▶ Written task a:
Transcribe the passage of the Canon 60D forum thread that starts with "Taking pix on" and goes on through "flash (wedding ceremony).".

▶ Document:
# 60d



## kayliana (Apr 11, 2012)

Has anyone heard about problems with the focusing in the canon 60d?  I was using a rebel xti and my 24-70, 2.8 L lens, and it worked great.  Now on the 60d it gets a weird blur.  It could be the lens, but I'm not sure.  Anyone hear anything or have any idea?  Thank you so much!


----------



## Big Mike (Apr 11, 2012)

'weird blur' means nothing to us...we need to see an example.


----------



## gsgary (Apr 11, 2012)

99% sure it's user error


----------



## bratkinson (Apr 11, 2012)

Taking pix on my 60D with Live View and my then month-old 24-70 was a disaster for me, too.  But that was in low light and hand held, no flash (wedding ceremony).  

Try the 24-70 in different lighting and definitely, if using it, don't shoot in Live View!

My $0.02 worth...


----------



## fokker (Apr 11, 2012)

There was actually a thread about maybe a month back describing this exact same problem with a user upgrading from a rebel to a 60d (although they were more specific about the weird blur and showed us examples). I think the end result that was generally agreed upon is that the extra resolution of the 60d simply makes things look less 'in-focus' when viewed at 100%.

It's also possible that it's a focus-calibration error. Not sure off the top of my head if the 60d has focus micro-adjust or not, might be worth looking into.


----------



## kayliana (Apr 11, 2012)

I dont think it's user error. I'm about to graduate with my degree in photography, I'm not a beginner. I came here forHelp, not to be criticized. Thank you for those who helped. I think it's the lens. I can't believe how rude you people are on this forum. People come here forHelp and you tear them apart for a simple question, assuming it must be them, it can't be technology?


----------



## gsgary (Apr 11, 2012)

kayliana said:


> I dont think it's user error. I'm about to graduate with my degree in photography, I'm not a beginner. I came here forHelp, not to be criticized. Thank you for those who helped. I think it's the lens. I can't believe how rude you people are on this forum. People come here forHelp and you tear them apart for a simple question, assuming it must be them, it can't be technology?



Post a picture of the problem with exif data, 24-70 is one of my favourite lenses and never lets me down


----------



## Overread (Apr 11, 2012)

▶ Data to process:
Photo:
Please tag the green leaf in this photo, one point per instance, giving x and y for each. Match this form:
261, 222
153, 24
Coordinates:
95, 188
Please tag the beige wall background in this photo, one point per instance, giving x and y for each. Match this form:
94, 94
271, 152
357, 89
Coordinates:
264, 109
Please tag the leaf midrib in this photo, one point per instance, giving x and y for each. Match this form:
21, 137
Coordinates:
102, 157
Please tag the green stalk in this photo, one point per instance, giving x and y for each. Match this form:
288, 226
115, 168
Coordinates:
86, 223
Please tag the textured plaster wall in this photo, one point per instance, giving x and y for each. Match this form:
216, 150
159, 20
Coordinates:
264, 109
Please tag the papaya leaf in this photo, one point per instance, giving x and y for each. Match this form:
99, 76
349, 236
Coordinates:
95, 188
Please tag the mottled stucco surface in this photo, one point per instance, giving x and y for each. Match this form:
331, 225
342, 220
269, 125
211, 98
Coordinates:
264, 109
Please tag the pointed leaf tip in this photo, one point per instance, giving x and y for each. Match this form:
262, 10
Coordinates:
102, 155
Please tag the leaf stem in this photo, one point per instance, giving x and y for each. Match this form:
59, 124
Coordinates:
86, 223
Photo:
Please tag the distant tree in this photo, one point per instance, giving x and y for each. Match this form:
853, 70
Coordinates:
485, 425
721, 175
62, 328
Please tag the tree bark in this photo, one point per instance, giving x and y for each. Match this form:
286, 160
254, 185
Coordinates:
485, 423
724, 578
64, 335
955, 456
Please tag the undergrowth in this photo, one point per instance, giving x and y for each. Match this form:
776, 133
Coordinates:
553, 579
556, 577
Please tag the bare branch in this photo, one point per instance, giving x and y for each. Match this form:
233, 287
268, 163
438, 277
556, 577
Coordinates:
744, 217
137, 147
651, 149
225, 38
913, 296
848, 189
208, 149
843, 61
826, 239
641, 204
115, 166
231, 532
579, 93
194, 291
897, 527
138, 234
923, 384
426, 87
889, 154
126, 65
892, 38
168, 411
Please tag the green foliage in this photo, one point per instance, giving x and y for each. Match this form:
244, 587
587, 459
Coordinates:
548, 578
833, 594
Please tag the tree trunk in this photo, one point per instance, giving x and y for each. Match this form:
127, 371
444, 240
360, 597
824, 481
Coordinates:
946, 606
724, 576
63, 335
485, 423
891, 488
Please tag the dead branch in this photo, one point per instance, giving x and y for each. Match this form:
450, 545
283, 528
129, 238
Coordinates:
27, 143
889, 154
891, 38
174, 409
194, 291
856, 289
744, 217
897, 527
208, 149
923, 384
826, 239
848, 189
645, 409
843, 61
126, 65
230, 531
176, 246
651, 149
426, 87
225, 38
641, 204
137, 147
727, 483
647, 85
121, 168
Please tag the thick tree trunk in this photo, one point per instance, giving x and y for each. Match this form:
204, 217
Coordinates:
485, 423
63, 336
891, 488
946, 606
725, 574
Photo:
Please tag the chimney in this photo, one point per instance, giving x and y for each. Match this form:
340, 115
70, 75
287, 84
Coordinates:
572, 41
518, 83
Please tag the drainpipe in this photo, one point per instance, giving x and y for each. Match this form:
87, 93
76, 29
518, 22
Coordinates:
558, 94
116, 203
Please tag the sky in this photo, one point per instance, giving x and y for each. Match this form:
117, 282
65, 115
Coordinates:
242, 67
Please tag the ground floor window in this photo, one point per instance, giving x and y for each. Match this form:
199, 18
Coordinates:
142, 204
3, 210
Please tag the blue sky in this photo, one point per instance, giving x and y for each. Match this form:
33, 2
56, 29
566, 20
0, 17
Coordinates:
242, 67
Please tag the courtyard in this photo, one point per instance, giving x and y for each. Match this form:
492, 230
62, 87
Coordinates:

▶ Written task b:
Find every line in the rows that holds the string "trunk" and copy each one. Case counts.

▶ Task result a:
Taking pix on my 60D with Live View and my then month-old 24-70 was a disaster for me, too.  But that was in low light and hand held, no flash (wedding ceremony).

▶ Task result b:
Please tag the tree trunk in this photo, one point per instance, giving x and y for each. Match this form:
Please tag the thick tree trunk in this photo, one point per instance, giving x and y for each. Match this form:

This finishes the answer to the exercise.